PROMPT
Transcribe every record exactly, omitting none.

PROVIDED RECORDS
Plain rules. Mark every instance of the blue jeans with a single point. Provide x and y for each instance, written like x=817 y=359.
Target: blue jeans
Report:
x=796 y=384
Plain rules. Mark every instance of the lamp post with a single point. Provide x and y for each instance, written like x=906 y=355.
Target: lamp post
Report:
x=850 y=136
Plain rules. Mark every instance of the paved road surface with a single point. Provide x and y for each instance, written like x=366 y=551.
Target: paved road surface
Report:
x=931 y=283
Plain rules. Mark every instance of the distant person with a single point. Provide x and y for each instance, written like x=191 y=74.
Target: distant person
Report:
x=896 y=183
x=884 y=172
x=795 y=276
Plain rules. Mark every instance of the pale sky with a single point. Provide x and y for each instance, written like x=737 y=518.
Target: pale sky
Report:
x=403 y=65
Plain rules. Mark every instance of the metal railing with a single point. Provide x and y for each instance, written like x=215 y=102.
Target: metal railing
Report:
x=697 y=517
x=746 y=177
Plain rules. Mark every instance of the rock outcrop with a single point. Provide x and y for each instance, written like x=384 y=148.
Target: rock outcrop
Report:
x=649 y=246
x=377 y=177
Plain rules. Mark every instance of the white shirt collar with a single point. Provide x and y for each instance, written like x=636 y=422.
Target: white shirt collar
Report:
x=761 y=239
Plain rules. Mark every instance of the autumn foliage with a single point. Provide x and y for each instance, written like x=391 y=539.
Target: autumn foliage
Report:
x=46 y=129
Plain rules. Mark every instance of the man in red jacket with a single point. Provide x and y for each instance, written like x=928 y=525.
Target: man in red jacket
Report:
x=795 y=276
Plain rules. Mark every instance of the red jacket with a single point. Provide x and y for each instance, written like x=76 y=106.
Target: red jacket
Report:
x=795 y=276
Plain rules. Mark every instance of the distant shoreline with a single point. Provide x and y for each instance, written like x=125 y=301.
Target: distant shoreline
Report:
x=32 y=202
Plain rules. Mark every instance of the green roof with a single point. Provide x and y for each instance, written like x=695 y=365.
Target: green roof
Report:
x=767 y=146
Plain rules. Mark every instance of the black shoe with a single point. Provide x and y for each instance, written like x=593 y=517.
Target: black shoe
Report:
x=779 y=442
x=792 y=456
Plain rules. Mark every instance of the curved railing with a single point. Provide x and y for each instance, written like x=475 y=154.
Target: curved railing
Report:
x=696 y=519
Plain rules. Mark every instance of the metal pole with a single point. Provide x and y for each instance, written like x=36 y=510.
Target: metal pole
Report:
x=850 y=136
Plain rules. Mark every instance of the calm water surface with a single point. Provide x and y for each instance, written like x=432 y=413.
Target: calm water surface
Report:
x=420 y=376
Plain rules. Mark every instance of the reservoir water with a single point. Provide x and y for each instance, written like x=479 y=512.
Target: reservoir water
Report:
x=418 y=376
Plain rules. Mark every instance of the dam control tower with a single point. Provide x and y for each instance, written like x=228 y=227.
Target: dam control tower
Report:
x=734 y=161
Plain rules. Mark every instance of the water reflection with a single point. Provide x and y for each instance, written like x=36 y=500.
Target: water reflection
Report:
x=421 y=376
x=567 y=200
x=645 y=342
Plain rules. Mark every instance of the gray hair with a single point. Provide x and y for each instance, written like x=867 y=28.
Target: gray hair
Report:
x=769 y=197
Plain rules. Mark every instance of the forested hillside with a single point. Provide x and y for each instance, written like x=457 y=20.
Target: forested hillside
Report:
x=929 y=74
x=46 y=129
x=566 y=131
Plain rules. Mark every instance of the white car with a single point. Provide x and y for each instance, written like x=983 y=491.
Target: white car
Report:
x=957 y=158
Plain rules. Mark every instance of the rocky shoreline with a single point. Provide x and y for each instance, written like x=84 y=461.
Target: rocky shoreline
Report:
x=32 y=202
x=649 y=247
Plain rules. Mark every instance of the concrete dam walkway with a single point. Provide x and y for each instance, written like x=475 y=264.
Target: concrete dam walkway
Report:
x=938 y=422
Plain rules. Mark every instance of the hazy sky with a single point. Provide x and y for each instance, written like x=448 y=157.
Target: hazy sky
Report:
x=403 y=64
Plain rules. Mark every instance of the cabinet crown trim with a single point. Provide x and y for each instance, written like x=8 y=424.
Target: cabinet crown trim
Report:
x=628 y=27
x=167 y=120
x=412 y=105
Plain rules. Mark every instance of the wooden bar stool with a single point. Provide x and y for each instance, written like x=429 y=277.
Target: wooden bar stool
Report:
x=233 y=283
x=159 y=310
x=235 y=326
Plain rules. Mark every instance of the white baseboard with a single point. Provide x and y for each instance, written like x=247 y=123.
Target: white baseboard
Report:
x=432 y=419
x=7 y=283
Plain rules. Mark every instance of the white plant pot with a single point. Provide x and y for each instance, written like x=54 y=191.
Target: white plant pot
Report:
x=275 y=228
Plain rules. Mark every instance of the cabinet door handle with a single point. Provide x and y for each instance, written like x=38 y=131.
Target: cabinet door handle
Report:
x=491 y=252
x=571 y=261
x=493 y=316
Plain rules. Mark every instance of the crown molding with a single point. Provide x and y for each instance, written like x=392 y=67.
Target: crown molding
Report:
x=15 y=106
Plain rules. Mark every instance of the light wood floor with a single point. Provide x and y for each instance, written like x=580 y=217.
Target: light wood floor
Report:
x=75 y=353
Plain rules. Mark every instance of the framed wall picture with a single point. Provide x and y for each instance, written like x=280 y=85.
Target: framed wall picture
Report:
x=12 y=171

EXERCISE OUTPUT
Plain rules. Mark every instance of the blue jeans with a single point. Provide x and y for each instance, written like x=817 y=359.
Target: blue jeans
Report:
x=796 y=384
Plain rules. Mark every instance of the lamp post with a single point. Provide x and y for each instance, written like x=906 y=355.
Target: lamp post
Report:
x=850 y=136
Plain rules. Mark every instance of the paved road surface with a single point. Provide x and y for each instance, written like x=366 y=551.
Target: paved road surface
Report:
x=931 y=283
Plain rules. Mark every instance of the distant person with a single point. Provide x and y for each instance, written like x=191 y=74.
Target: distant person
Report:
x=896 y=183
x=884 y=172
x=795 y=276
Plain rules. Mark every instance of the pale sky with a single point. Provide x and y for each instance, written like x=737 y=518.
Target: pale sky
Report:
x=403 y=65
Plain rules. Mark every instance of the metal railing with a single point. Provide x and y for each instance, written like x=215 y=102.
Target: metal railing
Report:
x=697 y=517
x=746 y=177
Plain rules. Mark every instance of the rock outcrop with a single point. Provide x and y for each instance, written like x=384 y=148.
Target: rock outcrop
Report:
x=649 y=246
x=377 y=177
Plain rules. Mark every instance of the white shirt collar with a single point. Provide x and y for each instance, written like x=636 y=422.
Target: white shirt collar
Report:
x=761 y=239
Plain rules. Mark every instance of the autumn foliage with a single point. Provide x and y for each instance, written like x=391 y=539.
Target: autumn foliage
Report:
x=46 y=129
Plain rules. Mark every instance of the man in red jacket with a single point. Provide x and y for each instance, written like x=928 y=525.
Target: man in red jacket
Report:
x=795 y=276
Plain rules. Mark every instance of the red jacket with a single point. Provide x and y for each instance, written like x=76 y=106.
Target: red jacket
Report:
x=795 y=276
Plain rules. Mark every instance of the distant shoreline with a single point. Provide x and y for each instance, written like x=125 y=301.
Target: distant shoreline
Report:
x=32 y=202
Plain rules. Mark every instance of the green roof with a single point. Provide x and y for each instance, written like x=695 y=365.
Target: green roof
Report:
x=767 y=146
Plain rules. Mark every instance of the black shoe with a single point. Provide x and y for each instance, written like x=593 y=517.
Target: black shoe
Report:
x=779 y=442
x=792 y=456
Plain rules. Mark every instance of the curved railing with a single point. Provide x and y for each instance, written like x=475 y=154.
Target: curved railing
Report:
x=696 y=519
Plain rules. Mark every instance of the metal pole with a single point. Provide x and y for each instance, written like x=36 y=510.
Target: metal pole
Report:
x=850 y=136
Plain rules. Mark every instance of the calm water surface with a single point. Provide x and y for each instance, written like x=432 y=413.
Target: calm water surface
Report:
x=420 y=376
Plain rules. Mark every instance of the reservoir water with a single point. Provide x and y for each instance, written like x=479 y=512.
Target: reservoir water
Report:
x=418 y=376
Plain rules. Mark every instance of the dam control tower with a single point. Provide x and y for each instance, written like x=228 y=227.
Target: dam control tower
Report:
x=734 y=161
Plain rules. Mark every instance of the water reflection with a single point. Provide x and y for each instance, written like x=36 y=500.
Target: water reflection
Report:
x=421 y=376
x=567 y=200
x=645 y=342
Plain rules. Mark every instance of the gray hair with a single point. Provide x and y for each instance, written like x=867 y=28.
Target: gray hair
Report:
x=769 y=197
Plain rules. Mark every instance of the forested hillside with a single point. Provide x and y for each instance, written like x=457 y=20.
Target: forested hillside
Report:
x=929 y=74
x=46 y=129
x=566 y=131
Plain rules. Mark every instance of the white car with a single point. Provide x and y for each instance, written like x=983 y=491.
Target: white car
Report:
x=957 y=158
Plain rules. Mark every instance of the rocky shoreline with a single point. Provide x and y for each instance, written like x=84 y=461.
Target: rocky shoreline
Report:
x=32 y=202
x=649 y=247
Plain rules. Mark every instance of the concrete dam walkway with a single point. Provide x and y for each instance, written like x=475 y=264.
Target: concrete dam walkway
Report:
x=938 y=422
Plain rules. Mark every instance of the hazy sky with a single point. Provide x and y for each instance, written like x=448 y=157.
Target: hazy sky
Report:
x=403 y=64
Plain rules. Mark every instance of the cabinet crown trim with a single point. Provide x and y for each instance, written like x=8 y=424.
Target: cabinet crown trim
Report:
x=628 y=27
x=167 y=120
x=412 y=105
Plain rules. Mark every instance of the wooden bar stool with a single point. Provide x and y for each instance, written like x=429 y=277.
Target: wooden bar stool
Report:
x=233 y=283
x=159 y=310
x=235 y=326
Plain rules. Mark every instance of the white baseboard with a single point. Provide x and y for each instance, written like x=247 y=123.
Target: white baseboard
Report:
x=432 y=419
x=7 y=283
Plain rules. Mark every instance of the white plant pot with a single point. Provide x and y for each instance, written like x=54 y=191.
Target: white plant pot
Report:
x=275 y=228
Plain rules. Mark every instance of the cabinet door handle with a single point. Provide x and y for each instance, written like x=38 y=131.
Target: cabinet door handle
Report:
x=491 y=252
x=571 y=261
x=493 y=316
Plain rules. Mark every instance of the crown molding with a single point. Provide x and y for each instance, written like x=392 y=67.
Target: crown molding
Report:
x=15 y=106
Plain rules. Mark every instance of the light wood floor with a single point. Provide x and y for each instance, written like x=580 y=217.
Target: light wood floor
Report:
x=75 y=353
Plain rules. Mark every instance of the framed wall picture with a single point. Provide x and y for each instance, written like x=280 y=85.
Target: framed wall picture
Report:
x=12 y=171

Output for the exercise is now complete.